◆ Estratto ◆
Merito, vincitori e vinti

Riporto in primo piano, come un articolo, un commento alla lettera di Tiriticco che Giovanna Barzanò ha inviato a caldo e alla quale ho replicato.  Ieri sera mi sono reso conto, parlando al telefono con amici che stanno seguendo il blog, che i commenti non sono visibili se non si clicca il link opportuno e vengono trascurati perché spesso sono solo delle brevi frasi di assenso o dissenso poco importanti. Non è questo il caso. Grazie Giovanna.

In effetti Chapeau! A questo quadro così vivo e sollecitante, alla brillante lucidità storicamente determinata dell’amico Tiriticco, a come riesce così efficacemente a combinare ironia e passione nell’analisi (e a Raimondo che ha scelto di condividerlo)
Senza nulla togliere all’intelligenza e all’arte di queste immagini, anzi forse richiamata dal loro potere suggestivo, si rifa viva una piccola ma fastidiosa pulce che gira da tempo dalle parti del mio orecchio. Ma che cosa si può fare? Che cosa possono fare gli insegnanti oltre a scendere dalla cattedra e girare tra i banchi? Perchè è ormai chiaro che questo non potrebbe comunque bastare, anche se avvenisse più spesso (e accidenti se avviene già! Nel mio lavoro continuo a vedere esempi di splendida didattica e di magistrali “navigazioni dirigenziali” -perchè così ormai bisogna chiamarle visto quello che è diventata la professione dirigente). Dobbiamo stare attenti a non cadere nella trappola di lasciare pensare che sia colpa degli insegnanti, di noi educatori.
Per essere un po’ foucaultiani, cioè ragionare alla Michel Foucault: come potrebbe un insegnante o un dirigente “costruito” con 4 o 5 mesi di esercizi per memorizzare item scendere dalla cattedra e girare tra i banchi con il brio necessario? Che cosa “fanno” a una persona, a un professionista, 4 o cinque mesi di bigliettini appesi allo specchio del bagno per cercare di ricordare 5000 stupide risposte? Perchè oltretutto diventano tutte stupide, anche quelle che potrebbero essere intelligenti, quando sono costrette ad annidarsi in questo processo ineffabile, che così come è architettato dichiara trasparenza ma è assolutamente incontrollabile, paradossalmente anche da noi “operai” che ne facciamo parte (l’ho sperimentato di persona!) – non parliamo dalla categoria.
Che cosa “fa” ad una categoria un processo che non manifesta alcuna consapevolezza del fatto che “ogni scelta di un vincitore comporta la certificazione di molti sconfitti” (Michael Young, The rise of the meritocracy 1958), che se non hanno altre possibilità di cimentarsi per anni, continueranno ad aggirarsi affannati e perseguitati da questa etichetta e a lavorare stringendo nelle mani l’infame certificato di una sconfitta che non hanno alcun modo di riscattare.

◆ Consegna 1 ◆
Quale opera di Michael Young cita l'estratto, e di quale anno è?

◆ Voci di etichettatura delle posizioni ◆
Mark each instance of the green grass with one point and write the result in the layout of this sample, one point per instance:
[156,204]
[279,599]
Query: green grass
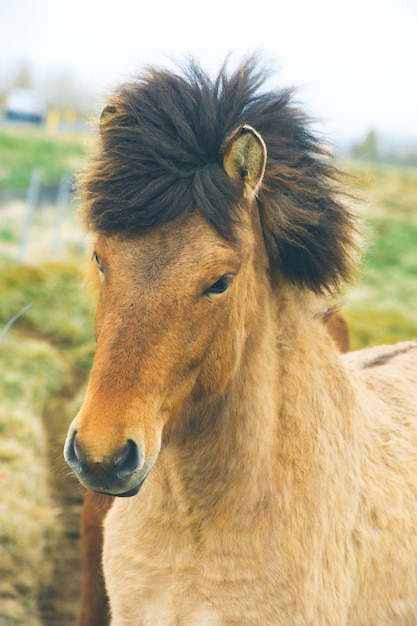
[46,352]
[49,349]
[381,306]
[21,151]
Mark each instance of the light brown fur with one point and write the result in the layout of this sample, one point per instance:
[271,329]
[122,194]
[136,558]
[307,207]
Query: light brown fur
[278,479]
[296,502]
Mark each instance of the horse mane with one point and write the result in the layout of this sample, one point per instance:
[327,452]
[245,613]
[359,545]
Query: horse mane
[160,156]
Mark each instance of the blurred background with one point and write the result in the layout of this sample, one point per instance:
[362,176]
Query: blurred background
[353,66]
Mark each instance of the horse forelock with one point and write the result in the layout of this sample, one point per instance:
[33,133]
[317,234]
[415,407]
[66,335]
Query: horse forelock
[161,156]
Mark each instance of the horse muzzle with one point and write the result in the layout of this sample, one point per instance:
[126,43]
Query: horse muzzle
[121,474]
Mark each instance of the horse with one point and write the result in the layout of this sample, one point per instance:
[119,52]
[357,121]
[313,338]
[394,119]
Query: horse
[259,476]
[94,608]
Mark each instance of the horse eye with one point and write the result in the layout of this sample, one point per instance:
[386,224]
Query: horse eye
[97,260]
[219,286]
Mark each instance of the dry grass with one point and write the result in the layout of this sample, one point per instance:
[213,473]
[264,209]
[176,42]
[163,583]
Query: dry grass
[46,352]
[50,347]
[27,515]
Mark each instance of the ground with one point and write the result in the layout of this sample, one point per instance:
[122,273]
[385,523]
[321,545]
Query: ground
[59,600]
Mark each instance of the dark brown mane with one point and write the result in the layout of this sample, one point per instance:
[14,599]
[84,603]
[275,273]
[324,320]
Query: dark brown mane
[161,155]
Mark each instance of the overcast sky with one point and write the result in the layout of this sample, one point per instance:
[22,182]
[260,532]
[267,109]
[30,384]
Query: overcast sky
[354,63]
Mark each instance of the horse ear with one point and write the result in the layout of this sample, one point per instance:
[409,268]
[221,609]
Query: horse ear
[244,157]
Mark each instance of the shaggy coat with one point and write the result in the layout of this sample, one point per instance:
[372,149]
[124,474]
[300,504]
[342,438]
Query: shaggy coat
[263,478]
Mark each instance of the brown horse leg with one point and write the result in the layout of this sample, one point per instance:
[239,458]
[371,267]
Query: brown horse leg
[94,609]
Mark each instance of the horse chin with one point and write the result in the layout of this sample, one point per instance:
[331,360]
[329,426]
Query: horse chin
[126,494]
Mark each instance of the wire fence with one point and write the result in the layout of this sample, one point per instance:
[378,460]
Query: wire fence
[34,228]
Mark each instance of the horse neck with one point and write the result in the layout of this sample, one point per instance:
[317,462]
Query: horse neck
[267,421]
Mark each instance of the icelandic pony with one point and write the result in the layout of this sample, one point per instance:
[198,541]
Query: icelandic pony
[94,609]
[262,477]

◆ Consegna 2 ◆
Ricopia le voci a partire dalla riga che contiene "Mark each instance of the horse neck" fino alla fine delle voci, inclusa la riga iniziale.

◆ Risposta scritta 1 ◆
The rise of the meritocracy, del 1958.

◆ Risposta scritta 2 ◆
Mark each instance of the horse neck with one point and write the result in the layout of this sample, one point per instance:
[317,462]
Query: horse neck
[267,421]
Mark each instance of the icelandic pony with one point and write the result in the layout of this sample, one point per instance:
[198,541]
Query: icelandic pony
[94,609]
[262,477]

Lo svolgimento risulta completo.